The Selection Lens: How to Bet on Papers
Most reading lists optimize for recency. This one optimizes for survivorship — a lens you can backtest against the canon before you trust it with the future.
§1 · Your reading list is a portfolio
A reading list is a portfolio, and most of them are badly allocated. Reading time is the scarcest input a researcher has — more binding than compute, because you cannot buy more of it. Every paper you choose to read is a position you take with that capital, and every position has an opportunity cost: the three papers you did not read instead.
The default allocation strategy is recency. Read what was posted this week, what is trending, what everyone is citing right now. Recency feels like diligence — like staying current — but as an investment rule it is close to buying at the top. The attention a paper commands in its first month is the worst available estimate of how much it will matter in its tenth year, because that early attention is dominated by novelty, institutional megaphone, and the benchmark it happened to top.
The question that should govern allocation is not "is this new?" but "will this still be load-bearing in a decade?" The honest way to ask it is through citation half-life: how long until half of the work that depends on a paper has quietly moved on to something else. Methods have short half-lives. A cleaner optimizer, a stronger baseline, a better architecture arrives, and the old recipe is dropped without ceremony. Definitions have long half-lives. Once a paper names a problem the field agrees is real, everything that follows has to cite it — including, especially, the work that beats it (see Figure 2).
So "this paper aged well" has a precise meaning, and it is not the obvious one. It does not mean the paper was correct. It means the paper is still being cited by the people who showed it was incomplete. That is the asset class this series buys, and the rest of this essay is the lens that finds it.
A reading list is capital allocation under a hard budget. Optimize it for citation half-life, not recency — buy the papers that the work which eventually beats them will still be obligated to cite.
§2 · Three rules for what survives
Three rules sort papers by how long they will stay load-bearing. They are deliberately falsifiable, which is the only reason to trust them at all; §6 states exactly how each one fails. Read them as horizons of a single lens, near to far (see Figure 3).
Ten-year survivors are problem definitions and paradigm bets, not methods. Methods get replaced; definitions get cited. A method is an answer, and answers are competitive — a better one arrives and yours is retired. A definition is a question the field accepts as worth asking, and questions are not competitive in the same way: naming the problem well is what every subsequent answer must orient against. The ten-year tier is therefore a bet that a frame outlives its first occupant.
Five-year survivors are research programmes with open scaling curves. A programme is a paper that opens a curve — accuracy, capability, efficiency, sample-cost — that has not yet flattened, and that names the knob which moves it. You bet on a programme while its curve is still climbing, because a climbing curve is a promise of results you have not had to produce yet. The bet has a clean expiry: when the curve flattens, the programme is over, and pretending otherwise is how people stay invested in a dead idea.

* _DATA LISTING_
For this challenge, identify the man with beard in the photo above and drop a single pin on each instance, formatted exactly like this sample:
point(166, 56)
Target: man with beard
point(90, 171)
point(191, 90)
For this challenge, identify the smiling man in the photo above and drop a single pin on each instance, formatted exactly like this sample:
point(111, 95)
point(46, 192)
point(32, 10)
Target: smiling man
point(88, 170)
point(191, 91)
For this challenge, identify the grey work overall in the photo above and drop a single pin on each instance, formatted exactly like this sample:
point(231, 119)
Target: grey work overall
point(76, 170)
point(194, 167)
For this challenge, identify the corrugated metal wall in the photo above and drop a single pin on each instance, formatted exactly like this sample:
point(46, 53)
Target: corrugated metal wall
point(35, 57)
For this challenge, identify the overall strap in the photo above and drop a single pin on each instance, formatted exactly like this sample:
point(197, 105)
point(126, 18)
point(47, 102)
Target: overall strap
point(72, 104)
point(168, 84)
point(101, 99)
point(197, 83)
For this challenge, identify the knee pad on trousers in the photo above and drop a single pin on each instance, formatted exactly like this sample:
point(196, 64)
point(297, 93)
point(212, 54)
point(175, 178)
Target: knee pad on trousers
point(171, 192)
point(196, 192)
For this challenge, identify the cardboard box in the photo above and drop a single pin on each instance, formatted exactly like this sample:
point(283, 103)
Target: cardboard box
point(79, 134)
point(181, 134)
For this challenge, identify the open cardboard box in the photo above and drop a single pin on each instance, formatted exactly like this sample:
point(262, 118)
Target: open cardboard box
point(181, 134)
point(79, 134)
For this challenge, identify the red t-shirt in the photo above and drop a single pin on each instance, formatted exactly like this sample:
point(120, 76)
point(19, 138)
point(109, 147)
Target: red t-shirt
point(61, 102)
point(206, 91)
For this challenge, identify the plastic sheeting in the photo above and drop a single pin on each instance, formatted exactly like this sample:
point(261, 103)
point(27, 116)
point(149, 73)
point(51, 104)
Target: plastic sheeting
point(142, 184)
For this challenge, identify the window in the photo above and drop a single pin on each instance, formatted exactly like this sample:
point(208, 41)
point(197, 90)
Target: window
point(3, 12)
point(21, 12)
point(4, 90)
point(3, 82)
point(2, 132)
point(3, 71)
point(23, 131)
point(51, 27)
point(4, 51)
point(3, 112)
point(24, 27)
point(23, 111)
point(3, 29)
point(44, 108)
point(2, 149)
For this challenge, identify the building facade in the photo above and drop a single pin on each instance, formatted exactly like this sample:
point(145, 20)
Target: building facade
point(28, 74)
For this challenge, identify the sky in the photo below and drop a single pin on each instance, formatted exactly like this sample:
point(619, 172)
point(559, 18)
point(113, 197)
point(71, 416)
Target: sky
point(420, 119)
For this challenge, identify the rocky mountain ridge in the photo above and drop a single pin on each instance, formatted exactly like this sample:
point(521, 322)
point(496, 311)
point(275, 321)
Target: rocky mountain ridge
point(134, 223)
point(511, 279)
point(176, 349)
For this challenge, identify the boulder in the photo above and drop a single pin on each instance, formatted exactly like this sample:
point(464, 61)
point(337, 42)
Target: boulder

* _REQUIRED TASKS_
(1) List the kinds of curve that, according to the essay on betting on papers, a research programme can open.
(2) Copy the part of the essay on betting on papers that begins at the words "The default allocation" and stops after the words "happened to top.".
The data is separate from the essay on betting on papers.

* _SOLVED TASKS_
(1) accuracy, capability, efficiency, sample-cost

(2)
The default allocation strategy is recency. Read what was posted this week, what is trending, what everyone is citing right now. Recency feels like diligence — like staying current — but as an investment rule it is close to buying at the top. The attention a paper commands in its first month is the worst available estimate of how much it will matter in its tenth year, because that early attention is dominated by novelty, institutional megaphone, and the benchmark it happened to top.